## What this task involves
Reproduce the lines of the listing below verbatim, starting at the line that contains "Where can you see the stone" and ending at the line that contains "column 800, row 167", with both of those lines included.
** Start Records provided **
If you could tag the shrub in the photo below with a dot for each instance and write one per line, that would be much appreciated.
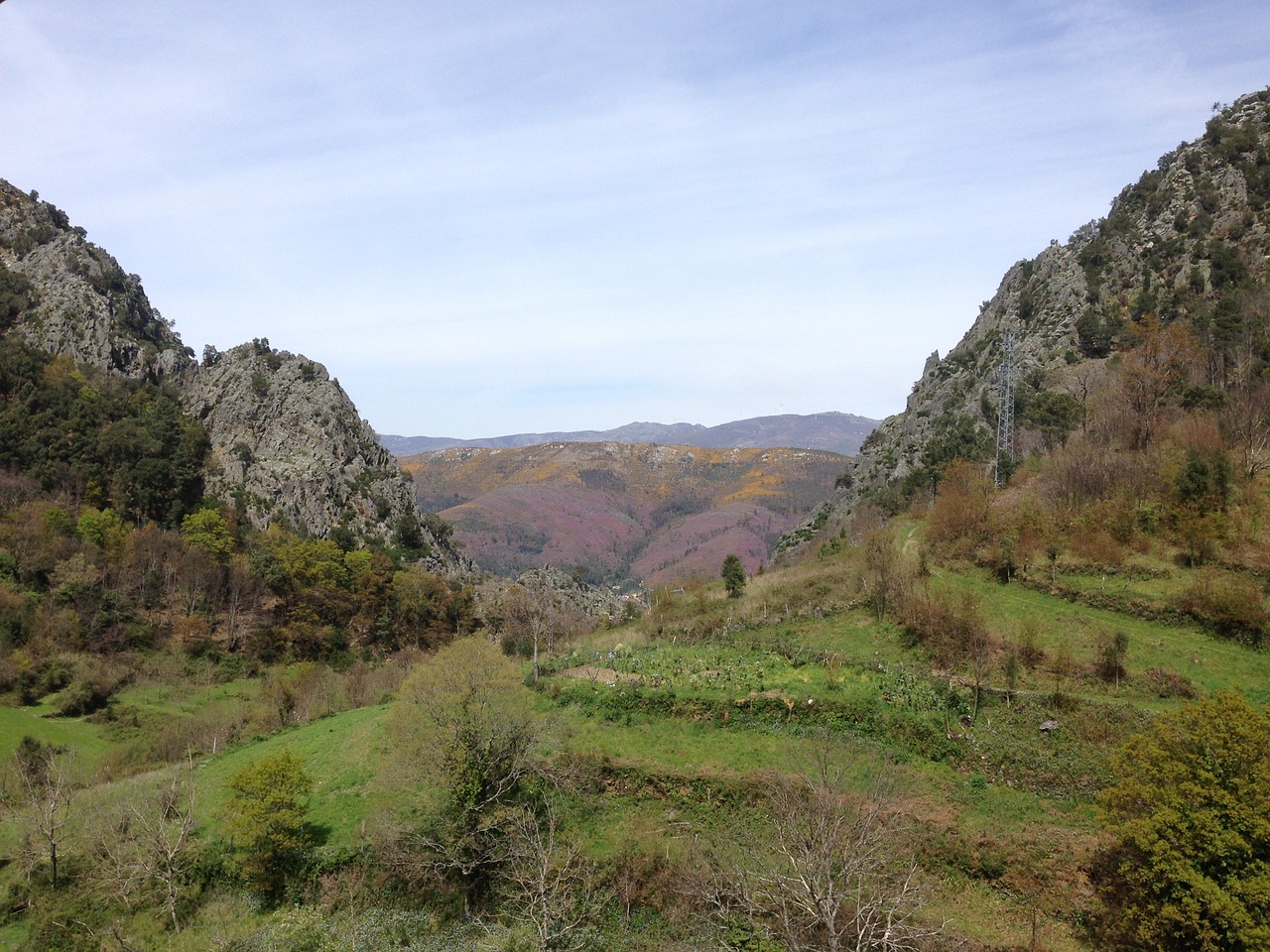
(1227, 607)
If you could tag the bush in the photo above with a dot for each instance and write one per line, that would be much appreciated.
(1227, 607)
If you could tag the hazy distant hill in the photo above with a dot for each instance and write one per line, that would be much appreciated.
(833, 431)
(656, 515)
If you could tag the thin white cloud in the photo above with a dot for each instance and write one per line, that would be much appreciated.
(497, 216)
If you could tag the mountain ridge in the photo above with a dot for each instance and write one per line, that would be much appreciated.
(832, 431)
(625, 513)
(1188, 244)
(287, 443)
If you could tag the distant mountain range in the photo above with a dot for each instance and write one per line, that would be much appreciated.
(621, 513)
(832, 431)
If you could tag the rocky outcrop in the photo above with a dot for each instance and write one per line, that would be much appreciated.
(1183, 244)
(287, 443)
(85, 306)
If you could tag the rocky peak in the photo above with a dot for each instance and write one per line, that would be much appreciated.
(85, 306)
(287, 443)
(1182, 244)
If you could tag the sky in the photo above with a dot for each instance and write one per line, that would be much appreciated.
(495, 216)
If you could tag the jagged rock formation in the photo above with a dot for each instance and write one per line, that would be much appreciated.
(1191, 241)
(287, 443)
(84, 306)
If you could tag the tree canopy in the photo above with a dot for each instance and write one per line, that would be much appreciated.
(1189, 812)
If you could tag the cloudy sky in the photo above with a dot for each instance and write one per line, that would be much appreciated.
(504, 216)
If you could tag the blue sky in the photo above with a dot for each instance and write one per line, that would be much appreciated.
(498, 217)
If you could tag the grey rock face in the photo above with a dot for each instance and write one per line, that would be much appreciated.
(1206, 200)
(287, 443)
(85, 306)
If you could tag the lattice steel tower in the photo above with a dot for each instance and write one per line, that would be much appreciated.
(1006, 412)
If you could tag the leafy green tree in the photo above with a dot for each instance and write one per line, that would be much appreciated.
(465, 733)
(209, 531)
(264, 820)
(1189, 814)
(733, 575)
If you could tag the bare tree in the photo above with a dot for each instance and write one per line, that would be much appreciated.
(46, 785)
(1246, 422)
(550, 880)
(146, 849)
(837, 875)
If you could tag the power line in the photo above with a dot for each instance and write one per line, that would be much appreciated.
(1006, 412)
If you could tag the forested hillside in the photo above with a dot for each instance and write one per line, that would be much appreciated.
(1151, 315)
(621, 515)
(976, 707)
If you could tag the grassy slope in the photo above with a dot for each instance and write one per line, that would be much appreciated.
(1002, 814)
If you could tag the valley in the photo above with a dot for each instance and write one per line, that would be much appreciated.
(996, 682)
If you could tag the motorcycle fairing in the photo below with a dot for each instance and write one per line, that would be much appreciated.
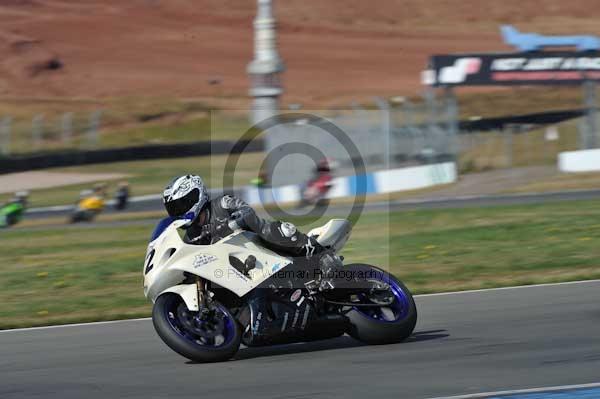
(168, 257)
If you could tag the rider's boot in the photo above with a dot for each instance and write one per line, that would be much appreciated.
(334, 279)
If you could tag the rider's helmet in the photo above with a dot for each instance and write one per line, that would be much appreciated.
(21, 197)
(326, 165)
(185, 197)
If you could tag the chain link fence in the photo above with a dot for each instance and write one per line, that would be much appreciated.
(65, 131)
(399, 132)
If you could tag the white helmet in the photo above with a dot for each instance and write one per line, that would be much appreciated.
(185, 197)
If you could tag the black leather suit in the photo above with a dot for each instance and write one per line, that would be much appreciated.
(278, 236)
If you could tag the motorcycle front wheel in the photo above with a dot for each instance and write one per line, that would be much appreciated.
(202, 338)
(385, 324)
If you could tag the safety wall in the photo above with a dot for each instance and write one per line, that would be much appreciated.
(385, 181)
(579, 161)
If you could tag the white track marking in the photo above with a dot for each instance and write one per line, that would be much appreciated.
(521, 391)
(516, 287)
(93, 323)
(416, 296)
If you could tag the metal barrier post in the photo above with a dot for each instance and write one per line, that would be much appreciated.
(384, 107)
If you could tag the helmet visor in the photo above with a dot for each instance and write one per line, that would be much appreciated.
(179, 207)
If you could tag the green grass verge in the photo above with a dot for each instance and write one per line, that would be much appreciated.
(57, 275)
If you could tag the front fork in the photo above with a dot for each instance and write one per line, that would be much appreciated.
(204, 299)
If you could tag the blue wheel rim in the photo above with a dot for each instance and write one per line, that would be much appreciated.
(191, 327)
(392, 313)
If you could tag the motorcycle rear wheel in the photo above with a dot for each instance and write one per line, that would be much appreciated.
(385, 324)
(214, 340)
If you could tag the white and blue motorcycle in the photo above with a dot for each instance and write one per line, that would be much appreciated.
(209, 299)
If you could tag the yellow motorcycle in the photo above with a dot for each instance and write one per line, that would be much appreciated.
(88, 207)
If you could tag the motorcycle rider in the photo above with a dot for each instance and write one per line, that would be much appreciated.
(210, 220)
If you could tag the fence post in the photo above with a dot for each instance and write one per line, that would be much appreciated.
(37, 130)
(452, 120)
(508, 143)
(589, 90)
(5, 134)
(67, 127)
(384, 107)
(93, 138)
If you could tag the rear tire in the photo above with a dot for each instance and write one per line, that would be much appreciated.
(178, 339)
(370, 330)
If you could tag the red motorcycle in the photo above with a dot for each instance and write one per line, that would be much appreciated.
(316, 189)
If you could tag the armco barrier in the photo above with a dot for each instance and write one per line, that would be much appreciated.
(137, 153)
(579, 161)
(385, 181)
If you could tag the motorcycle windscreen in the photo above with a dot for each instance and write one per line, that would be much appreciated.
(160, 227)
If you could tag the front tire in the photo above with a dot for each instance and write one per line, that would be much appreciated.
(185, 333)
(385, 325)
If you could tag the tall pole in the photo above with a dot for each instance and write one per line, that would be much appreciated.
(265, 69)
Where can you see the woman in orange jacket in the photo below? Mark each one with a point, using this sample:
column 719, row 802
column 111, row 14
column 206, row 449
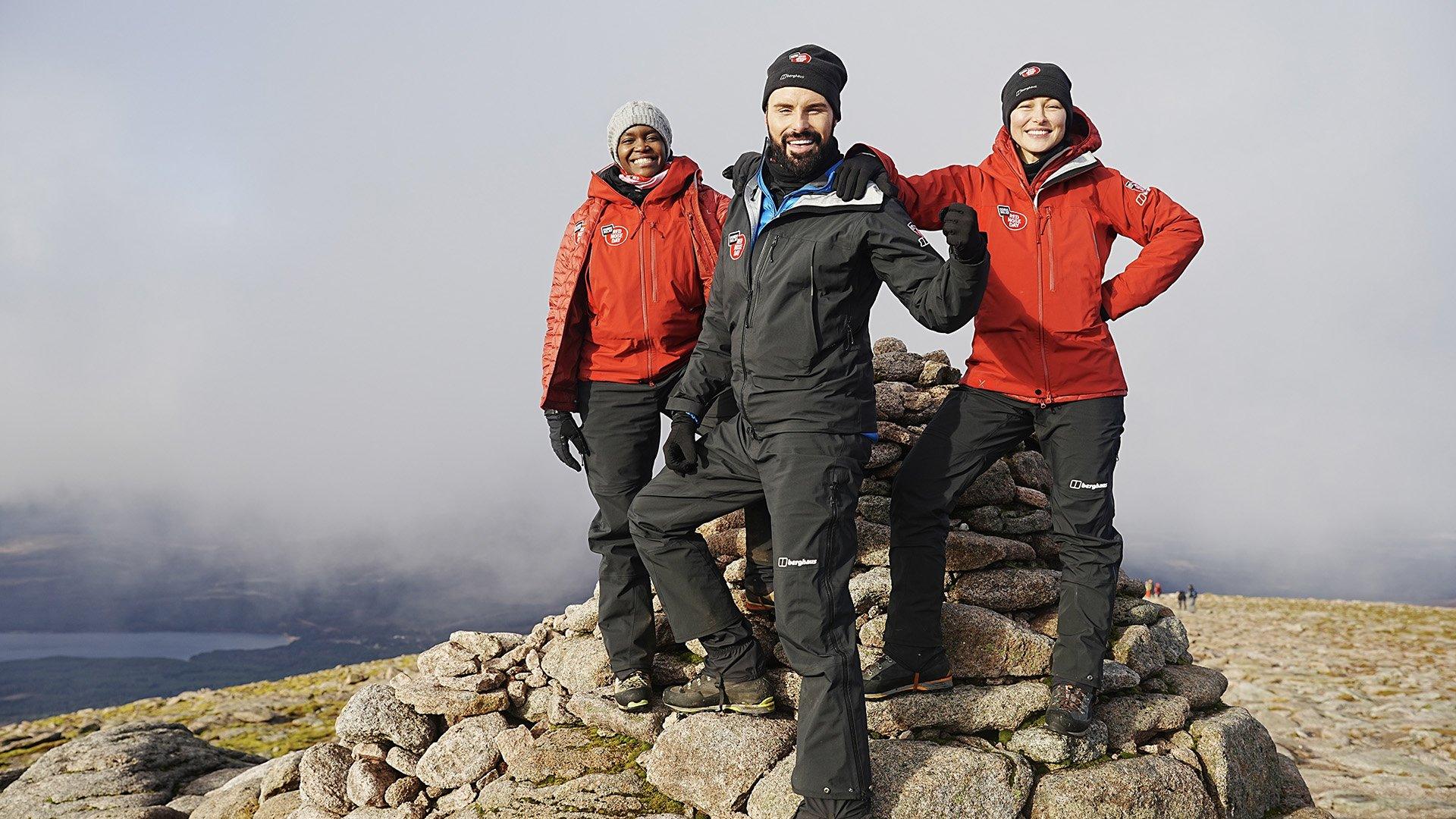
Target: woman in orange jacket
column 626, row 303
column 1041, row 363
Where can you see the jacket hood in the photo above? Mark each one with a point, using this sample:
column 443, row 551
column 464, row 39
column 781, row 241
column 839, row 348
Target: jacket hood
column 680, row 174
column 1082, row 137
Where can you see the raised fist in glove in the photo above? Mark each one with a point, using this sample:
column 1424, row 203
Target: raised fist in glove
column 680, row 450
column 855, row 175
column 963, row 232
column 564, row 428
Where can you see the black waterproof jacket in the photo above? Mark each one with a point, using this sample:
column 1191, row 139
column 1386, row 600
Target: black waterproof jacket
column 786, row 322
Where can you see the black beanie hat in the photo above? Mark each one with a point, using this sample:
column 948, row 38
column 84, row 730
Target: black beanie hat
column 1033, row 80
column 808, row 66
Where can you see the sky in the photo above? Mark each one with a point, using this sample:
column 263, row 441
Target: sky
column 281, row 268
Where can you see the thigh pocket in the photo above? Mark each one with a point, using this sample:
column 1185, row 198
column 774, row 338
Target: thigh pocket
column 839, row 534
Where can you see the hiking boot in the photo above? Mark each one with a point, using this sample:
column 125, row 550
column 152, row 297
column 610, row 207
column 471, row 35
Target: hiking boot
column 710, row 692
column 889, row 676
column 756, row 601
column 632, row 691
column 1069, row 711
column 813, row 808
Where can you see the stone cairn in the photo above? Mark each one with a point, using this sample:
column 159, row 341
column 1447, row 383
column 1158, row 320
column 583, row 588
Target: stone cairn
column 523, row 725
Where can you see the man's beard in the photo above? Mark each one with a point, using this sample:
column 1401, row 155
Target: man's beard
column 800, row 167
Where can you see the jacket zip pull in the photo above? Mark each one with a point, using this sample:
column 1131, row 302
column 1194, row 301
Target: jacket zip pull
column 1052, row 254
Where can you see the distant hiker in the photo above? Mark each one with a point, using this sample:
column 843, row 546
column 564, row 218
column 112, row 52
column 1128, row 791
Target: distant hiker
column 788, row 328
column 632, row 276
column 1043, row 360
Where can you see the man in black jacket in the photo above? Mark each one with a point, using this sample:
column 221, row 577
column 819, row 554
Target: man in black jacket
column 786, row 327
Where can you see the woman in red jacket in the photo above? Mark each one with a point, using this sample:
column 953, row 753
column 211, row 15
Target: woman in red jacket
column 626, row 305
column 1043, row 363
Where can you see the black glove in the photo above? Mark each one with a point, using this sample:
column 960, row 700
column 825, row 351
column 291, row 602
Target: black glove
column 855, row 175
column 742, row 171
column 963, row 232
column 564, row 428
column 680, row 450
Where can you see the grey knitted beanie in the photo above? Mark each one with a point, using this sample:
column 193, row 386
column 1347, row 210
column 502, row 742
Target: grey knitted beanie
column 638, row 114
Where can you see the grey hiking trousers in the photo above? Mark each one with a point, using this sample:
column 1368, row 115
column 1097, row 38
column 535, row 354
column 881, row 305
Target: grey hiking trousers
column 622, row 425
column 811, row 485
column 974, row 428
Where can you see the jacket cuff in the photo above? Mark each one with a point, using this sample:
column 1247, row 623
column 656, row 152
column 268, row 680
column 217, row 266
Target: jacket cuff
column 695, row 409
column 560, row 400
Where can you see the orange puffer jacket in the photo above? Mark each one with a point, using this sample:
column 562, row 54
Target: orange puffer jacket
column 628, row 293
column 1041, row 333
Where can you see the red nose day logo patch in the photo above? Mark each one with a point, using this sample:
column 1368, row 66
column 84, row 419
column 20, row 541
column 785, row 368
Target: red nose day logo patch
column 736, row 243
column 1012, row 219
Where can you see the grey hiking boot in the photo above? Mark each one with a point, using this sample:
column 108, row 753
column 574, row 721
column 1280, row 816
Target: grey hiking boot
column 1069, row 711
column 632, row 691
column 710, row 692
column 887, row 678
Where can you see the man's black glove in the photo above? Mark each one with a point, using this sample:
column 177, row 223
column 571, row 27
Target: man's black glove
column 963, row 232
column 742, row 171
column 680, row 450
column 564, row 428
column 855, row 175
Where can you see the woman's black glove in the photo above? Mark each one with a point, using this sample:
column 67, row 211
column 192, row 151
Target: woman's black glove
column 742, row 171
column 564, row 428
column 855, row 175
column 680, row 450
column 963, row 232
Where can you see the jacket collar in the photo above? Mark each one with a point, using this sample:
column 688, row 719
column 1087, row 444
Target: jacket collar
column 680, row 174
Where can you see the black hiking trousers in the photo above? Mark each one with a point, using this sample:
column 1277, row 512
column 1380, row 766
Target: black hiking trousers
column 811, row 485
column 974, row 428
column 622, row 425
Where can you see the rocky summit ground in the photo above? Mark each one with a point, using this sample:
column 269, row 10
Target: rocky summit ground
column 522, row 726
column 1362, row 695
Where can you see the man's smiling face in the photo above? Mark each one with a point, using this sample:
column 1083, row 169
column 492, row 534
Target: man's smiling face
column 800, row 126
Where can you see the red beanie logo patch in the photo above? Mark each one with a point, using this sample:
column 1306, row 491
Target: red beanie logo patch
column 1012, row 219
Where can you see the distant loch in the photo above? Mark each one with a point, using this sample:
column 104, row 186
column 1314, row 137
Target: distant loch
column 171, row 645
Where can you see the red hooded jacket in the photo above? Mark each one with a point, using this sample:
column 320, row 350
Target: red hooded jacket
column 629, row 286
column 1041, row 333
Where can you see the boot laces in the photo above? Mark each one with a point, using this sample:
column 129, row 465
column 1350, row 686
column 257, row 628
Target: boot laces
column 1072, row 698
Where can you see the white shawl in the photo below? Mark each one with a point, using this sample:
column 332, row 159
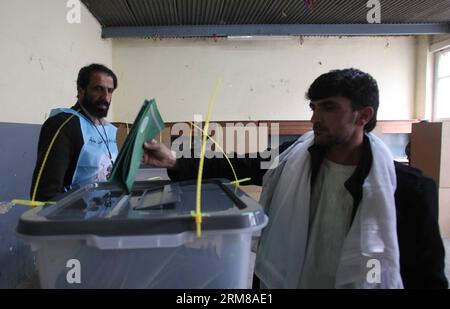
** End Records provided **
## Task solution
Where can you see the stone cairn in the photo above? Mark each one with a point, using this sample:
column 159, row 341
column 1447, row 383
column 1158, row 320
column 583, row 588
Target: stone cairn
column 523, row 725
Where can you see the man's beard in the photo above? Mark each one with a point, using this sample:
column 1401, row 155
Target: man's beard
column 800, row 167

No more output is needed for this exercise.